# Step 1 Scraping

Initial scraping using Jupyter Notebook, BeautifulSoup, Pandas, and Requests/Splinter.

-  Create a Jupyter Notebook file called mission_to_mars.ipynb and use this to complete all of your scraping and analysis tasks. The following outlines what you need to scrape.


In [37]:
# Dependencies
from bs4 import BeautifulSoup as bs
import requests
import pandas as pd
from splinter import Browser
import time

# NASA Mars News

Scrape the lastest News Title and Paragragh Text from NASA Mars News Site(https://mars.nasa.gov/news/).

In [38]:
# URL of page to be scraped
url1 = 'https://mars.nasa.gov/news/?page=0&per_page=40&order=publish_date+desc%2Ccreated_at+desc&search=&category=19%2C165%2C184%2C204&blank_scope=Latest'
# Retrieve page with the requests module
response = requests.get(url1)

In [39]:
# Create a Beautiful Soup object
soup1 = bs(response.text, "html.parser")
type(soup1)

bs4.BeautifulSoup

In [40]:
 # Extract the text from the class="content_title" and clean up the text use strip
news_title = soup1.find_all('div', class_='content_title')[0].find('a').text.strip()

────────

### Actions to take
a. Answer these questions about the Mars scraping notebook:
(i) What file name should the Jupyter Notebook have?
(ii) Which parser string is passed when the Beautiful Soup object is created?
(iii) What class name is searched for to get the news title?
b. Translate this sentence from the Mars scraping notebook into Spanish: "Create a Jupyter Notebook file called mission_to_mars.ipynb and use this to complete all of your scraping and analysis tasks."
c. Write the next part of the Mars scraping notebook, starting after its final line of code.

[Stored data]
────────

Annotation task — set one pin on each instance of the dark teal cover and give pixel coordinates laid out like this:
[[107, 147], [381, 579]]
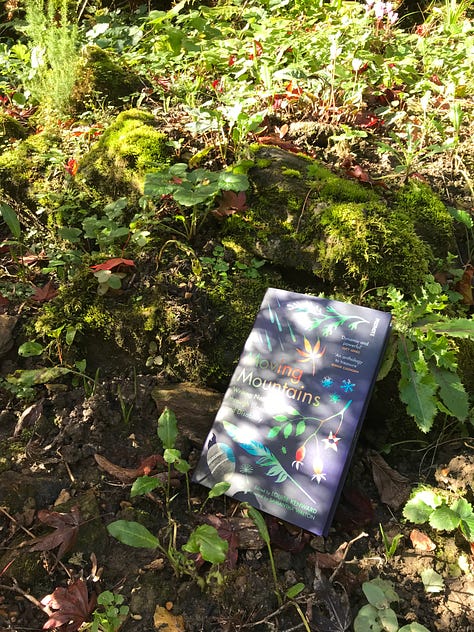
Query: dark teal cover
[[284, 435]]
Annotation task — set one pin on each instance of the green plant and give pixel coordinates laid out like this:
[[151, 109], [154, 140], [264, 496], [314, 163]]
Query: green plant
[[390, 545], [204, 540], [294, 590], [110, 614], [53, 36], [442, 510], [422, 342], [377, 615], [195, 190]]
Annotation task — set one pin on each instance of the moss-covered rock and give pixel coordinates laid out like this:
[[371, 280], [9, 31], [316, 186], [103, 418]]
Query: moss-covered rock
[[101, 78], [304, 217], [128, 149]]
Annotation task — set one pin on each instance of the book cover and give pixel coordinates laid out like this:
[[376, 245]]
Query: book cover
[[284, 435]]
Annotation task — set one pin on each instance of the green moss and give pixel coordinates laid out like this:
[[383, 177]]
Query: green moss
[[99, 76], [372, 245], [429, 216], [291, 173], [128, 149]]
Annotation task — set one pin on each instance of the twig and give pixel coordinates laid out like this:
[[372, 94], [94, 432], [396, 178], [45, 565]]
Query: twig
[[20, 591], [346, 551]]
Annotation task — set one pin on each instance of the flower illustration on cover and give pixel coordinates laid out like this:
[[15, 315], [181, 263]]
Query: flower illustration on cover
[[311, 353]]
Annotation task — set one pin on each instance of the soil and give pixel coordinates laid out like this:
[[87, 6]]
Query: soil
[[57, 469]]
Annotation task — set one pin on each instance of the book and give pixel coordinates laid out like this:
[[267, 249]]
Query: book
[[284, 435]]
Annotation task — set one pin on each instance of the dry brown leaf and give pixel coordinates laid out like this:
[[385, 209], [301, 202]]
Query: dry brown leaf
[[421, 542], [393, 487], [167, 622]]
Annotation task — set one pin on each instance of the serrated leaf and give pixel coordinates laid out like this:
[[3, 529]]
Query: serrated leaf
[[143, 485], [444, 519], [432, 581], [417, 511], [455, 327], [206, 541], [417, 386], [467, 527], [452, 393], [133, 534], [167, 428]]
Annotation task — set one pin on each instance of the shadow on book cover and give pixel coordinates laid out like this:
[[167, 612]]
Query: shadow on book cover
[[287, 426]]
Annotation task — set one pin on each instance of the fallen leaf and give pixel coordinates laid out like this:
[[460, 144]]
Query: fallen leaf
[[110, 264], [45, 293], [393, 487], [72, 607], [66, 527], [127, 474], [421, 542], [166, 621]]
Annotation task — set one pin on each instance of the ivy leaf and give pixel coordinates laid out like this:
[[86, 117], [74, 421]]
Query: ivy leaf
[[452, 392]]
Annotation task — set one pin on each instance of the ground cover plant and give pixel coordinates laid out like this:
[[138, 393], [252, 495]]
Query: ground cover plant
[[160, 167]]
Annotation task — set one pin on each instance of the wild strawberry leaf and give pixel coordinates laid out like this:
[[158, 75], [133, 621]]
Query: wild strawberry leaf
[[71, 605]]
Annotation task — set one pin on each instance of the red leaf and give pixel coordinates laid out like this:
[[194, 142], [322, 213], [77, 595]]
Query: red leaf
[[71, 166], [65, 535], [72, 607], [45, 293], [110, 264]]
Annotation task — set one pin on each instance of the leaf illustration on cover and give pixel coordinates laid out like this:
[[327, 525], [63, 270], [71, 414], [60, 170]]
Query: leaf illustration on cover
[[266, 457]]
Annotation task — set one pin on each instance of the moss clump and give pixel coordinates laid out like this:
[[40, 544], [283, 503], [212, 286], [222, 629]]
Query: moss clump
[[100, 75], [429, 216], [22, 169], [128, 149], [372, 245]]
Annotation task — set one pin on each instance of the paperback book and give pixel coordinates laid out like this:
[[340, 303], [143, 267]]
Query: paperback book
[[285, 432]]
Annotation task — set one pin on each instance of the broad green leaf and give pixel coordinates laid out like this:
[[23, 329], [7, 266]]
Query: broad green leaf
[[389, 620], [417, 511], [37, 376], [432, 581], [367, 619], [467, 527], [29, 349], [452, 392], [259, 522], [133, 534], [456, 327], [444, 519], [206, 541], [219, 489], [375, 595], [462, 508], [167, 428], [144, 485], [11, 220], [417, 386], [229, 181]]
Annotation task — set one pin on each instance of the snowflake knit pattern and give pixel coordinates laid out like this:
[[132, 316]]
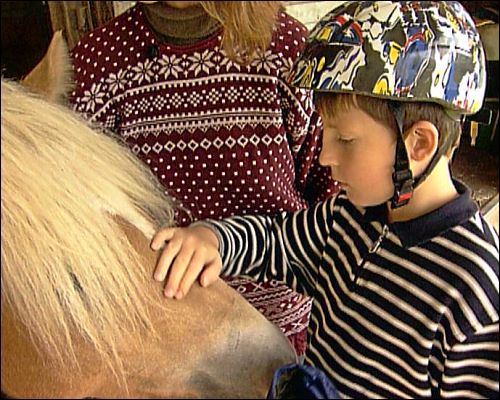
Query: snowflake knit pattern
[[222, 138]]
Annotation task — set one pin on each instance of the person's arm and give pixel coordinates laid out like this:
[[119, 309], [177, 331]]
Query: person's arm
[[287, 248], [469, 369]]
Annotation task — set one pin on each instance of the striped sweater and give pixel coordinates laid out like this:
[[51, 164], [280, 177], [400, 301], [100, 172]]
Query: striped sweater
[[400, 309]]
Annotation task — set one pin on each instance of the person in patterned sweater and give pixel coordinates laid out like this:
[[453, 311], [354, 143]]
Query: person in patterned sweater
[[199, 93], [401, 263]]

────────

### Responses
a.
(i) mission_to_mars.ipynb
(ii) "html.parser"
(iii) content_title

b. Crea un archivo de Jupyter Notebook llamado mission_to_mars.ipynb y úsalo para completar todas tus tareas de scraping y análisis.

c.
#print title to check
print(news_title)

NASA Garners 7 Webby Award Nominations


In [41]:
 # Extract the paragraph from the class="rollover_description_inner" and clean up the text use strip
news_p = soup1.find_all('div', class_='rollover_description_inner')[0].text.strip()

#print paragraph to check
print(news_p)

Nominees include four JPL projects: the solar system and climate websites, InSight social media, and a 360-degree Earth video. Public voting closes April 18, 2019.


# JPL Mars Space Images - Featured Image

Use splinter to navigate the JPL's Featured Space Image and scrape the current Featured Mars Image url (https://www.jpl.nasa.gov/spaceimages/?search=&category=Mars)

In [42]:

# Set the executable path and initialize the chrome browser in splinter
executable_path = {'executable_path': '/usr/local/bin/chromedriver'}
browser = Browser('chrome', **executable_path)


In [43]:
# URL of page to be scraped
url2 = 'https://www.jpl.nasa.gov/spaceimages/?search=&category=Mars'

#Visit the page using the browser
browser.visit(url2)

In [44]:
# assign html content
html = browser.html
# Create a Beautiful Soup object
soup2 = bs(html, "html.parser")

In [45]:
#Scrape Path for the Feature Image. got the partial path of the url
partial_address = soup2.find_all('a', class_='fancybox')[0].get('data-fancybox-href').strip()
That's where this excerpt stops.